= Beginning of Section =

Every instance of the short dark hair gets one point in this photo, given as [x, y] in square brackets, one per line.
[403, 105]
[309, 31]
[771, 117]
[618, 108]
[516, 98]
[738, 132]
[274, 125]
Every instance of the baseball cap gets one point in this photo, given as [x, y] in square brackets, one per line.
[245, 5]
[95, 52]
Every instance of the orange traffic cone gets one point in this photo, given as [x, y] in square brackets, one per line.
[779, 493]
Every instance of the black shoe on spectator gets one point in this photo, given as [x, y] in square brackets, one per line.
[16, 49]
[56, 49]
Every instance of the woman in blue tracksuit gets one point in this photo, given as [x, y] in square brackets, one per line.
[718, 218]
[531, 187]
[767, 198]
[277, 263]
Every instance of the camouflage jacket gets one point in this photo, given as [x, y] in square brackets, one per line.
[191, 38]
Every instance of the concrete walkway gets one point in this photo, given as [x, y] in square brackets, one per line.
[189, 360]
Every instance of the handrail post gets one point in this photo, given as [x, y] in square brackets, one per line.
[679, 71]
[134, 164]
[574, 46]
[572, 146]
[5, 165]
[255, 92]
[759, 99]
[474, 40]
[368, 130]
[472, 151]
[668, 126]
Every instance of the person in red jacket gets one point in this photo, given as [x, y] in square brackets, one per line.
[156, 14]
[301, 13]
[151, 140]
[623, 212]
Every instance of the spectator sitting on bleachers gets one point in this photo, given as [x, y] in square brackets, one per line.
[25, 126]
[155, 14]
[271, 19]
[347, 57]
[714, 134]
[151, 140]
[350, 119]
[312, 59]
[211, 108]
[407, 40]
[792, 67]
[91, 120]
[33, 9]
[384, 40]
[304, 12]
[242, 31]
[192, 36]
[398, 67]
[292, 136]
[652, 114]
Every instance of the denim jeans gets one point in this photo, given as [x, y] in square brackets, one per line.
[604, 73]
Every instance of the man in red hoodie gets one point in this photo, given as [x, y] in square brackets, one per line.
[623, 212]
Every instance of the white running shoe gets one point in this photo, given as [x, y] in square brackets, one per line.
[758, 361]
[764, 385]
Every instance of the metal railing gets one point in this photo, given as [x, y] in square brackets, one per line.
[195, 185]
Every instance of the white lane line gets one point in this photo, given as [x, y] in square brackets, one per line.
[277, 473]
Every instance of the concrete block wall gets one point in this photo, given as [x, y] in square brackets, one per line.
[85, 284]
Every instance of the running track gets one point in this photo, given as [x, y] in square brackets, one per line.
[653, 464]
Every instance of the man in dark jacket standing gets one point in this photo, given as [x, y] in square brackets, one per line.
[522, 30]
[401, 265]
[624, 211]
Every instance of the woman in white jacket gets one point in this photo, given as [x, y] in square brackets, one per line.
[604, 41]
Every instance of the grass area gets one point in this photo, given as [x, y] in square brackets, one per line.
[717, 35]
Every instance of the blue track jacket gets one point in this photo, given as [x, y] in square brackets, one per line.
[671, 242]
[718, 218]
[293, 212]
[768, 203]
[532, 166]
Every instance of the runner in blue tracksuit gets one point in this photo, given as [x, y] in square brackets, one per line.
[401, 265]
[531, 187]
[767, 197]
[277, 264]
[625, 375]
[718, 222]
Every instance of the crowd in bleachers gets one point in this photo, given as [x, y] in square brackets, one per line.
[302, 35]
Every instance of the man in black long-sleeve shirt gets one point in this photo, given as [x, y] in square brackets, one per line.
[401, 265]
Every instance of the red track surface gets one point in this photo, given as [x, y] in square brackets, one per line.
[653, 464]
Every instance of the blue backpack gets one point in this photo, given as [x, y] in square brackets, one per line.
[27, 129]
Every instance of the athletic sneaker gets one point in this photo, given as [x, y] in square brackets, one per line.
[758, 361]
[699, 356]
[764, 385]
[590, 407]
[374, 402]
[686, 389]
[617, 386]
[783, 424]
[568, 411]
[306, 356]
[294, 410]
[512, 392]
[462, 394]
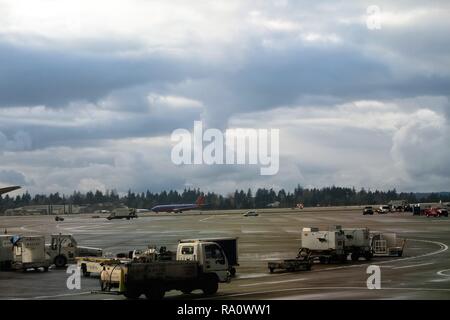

= End of Section =

*WHAT TO DO*: Give the material above again exactly as it stands, minus any images.

*COMPLETED TASK*:
Every instance of the short dark hair gets one point in this photo, given as [x, y] in square brackets, one per line.
[403, 105]
[309, 31]
[771, 117]
[618, 108]
[516, 98]
[738, 132]
[274, 125]
Every instance of the baseball cap gets one point in this photo, given as [x, y] in square brackets, one per line.
[245, 5]
[95, 52]
Every instance of the orange traffic cone gets one point in this photo, given as [x, y] in square brackets, one per line.
[779, 493]
Every instance of the black shoe on spectator gets one point in this photo, given as [x, y] in square brackets, one per line.
[16, 49]
[56, 49]
Every instance of the woman in blue tracksuit gets one point in this photo, given as [x, y] in square brackets, one per line.
[718, 218]
[531, 187]
[767, 198]
[277, 263]
Every instance of the camouflage jacket gets one point in this photo, given as [x, y] in square brackets, one per line.
[191, 38]
Every instance of the concrete walkway gets one point in this photo, given as [x, y] in square brackets, one per line.
[189, 360]
Every instance of the handrail post gets one point in this photo, given as [x, y] in square brackets, one per line.
[679, 71]
[134, 164]
[574, 46]
[572, 146]
[5, 165]
[255, 92]
[759, 99]
[474, 40]
[368, 130]
[472, 151]
[668, 126]
Every instance of the person in red jacket gets one point in this photo, given as [x, y] in square brackets, one per line.
[156, 14]
[301, 13]
[151, 140]
[623, 212]
Every instance of the spectator sitting on bleachers gets one point in this photo, given as [x, y] in square brackets, one per line.
[25, 126]
[155, 14]
[271, 19]
[347, 57]
[714, 134]
[151, 140]
[350, 119]
[312, 59]
[211, 108]
[407, 40]
[792, 67]
[91, 120]
[33, 9]
[384, 40]
[304, 12]
[242, 31]
[192, 36]
[398, 67]
[292, 136]
[652, 114]
Every instance of the denim jeans gets one point in this photo, given as [x, y] in square brackets, one per line.
[604, 73]
Every instance of the man in red hoodie gets one point in this photo, given as [x, y] in square brackets, one per line.
[623, 212]
Every instance of the white running shoe gets one point in this photo, given as [x, y] in square brackets, one per line.
[758, 361]
[764, 385]
Every instance of the metal railing gets one point in this photo, given as [x, y] in square brackets, one per line.
[195, 185]
Every instance of the white lane line gets one point in this photo, given as [x, y] in square brackets, one per line.
[277, 473]
Every instance of the concrete block wall gets one point in this photo, given as [x, y] in square brackets, one per line.
[85, 284]
Every instance of the running track gets one point in this photo, given as [x, y] in square brackets, one per line.
[653, 464]
Every instance of the man in dark jacket standing gets one point in this photo, given as [x, y] in square brackets, one per line.
[522, 30]
[401, 265]
[624, 211]
Every instance of the woman in white jacket gets one point in this photo, given as [x, y] in square brackets, one per line.
[604, 41]
Every instance of the grass area gets one point in this photo, given as [x, y] in square brackets, one per line.
[717, 35]
Every instance of the blue track jacket gets one point in this photo, given as [x, y] in square brackets, one per line.
[671, 242]
[718, 218]
[293, 212]
[768, 203]
[532, 166]
Every instance of the runner in blue tracksuit gets one point in this photo, given as [x, y] in square brackets, one per line.
[401, 265]
[531, 187]
[767, 197]
[277, 264]
[625, 375]
[718, 222]
Every instance of the crowd in bleachers gets one point in this photo, given as [x, y] in square brackets, one per line.
[302, 35]
Every instance of the man in black long-sleeve shirt gets one point in this photo, given as [x, y] in square brackets, one per line.
[401, 265]
Every instance of the red track surface gets one point in this photo, given as [x, y] in square brackets, one per line.
[653, 464]
Every instance of the blue backpack gets one point in this photo, given as [x, y] in square brackets, one per line.
[27, 129]
Every instance of the athletic sneaker gets one point in this photo, given as [x, y] in square brackets, one per line.
[758, 361]
[699, 356]
[764, 385]
[590, 407]
[374, 402]
[686, 389]
[617, 386]
[783, 424]
[568, 411]
[306, 356]
[294, 410]
[512, 392]
[462, 394]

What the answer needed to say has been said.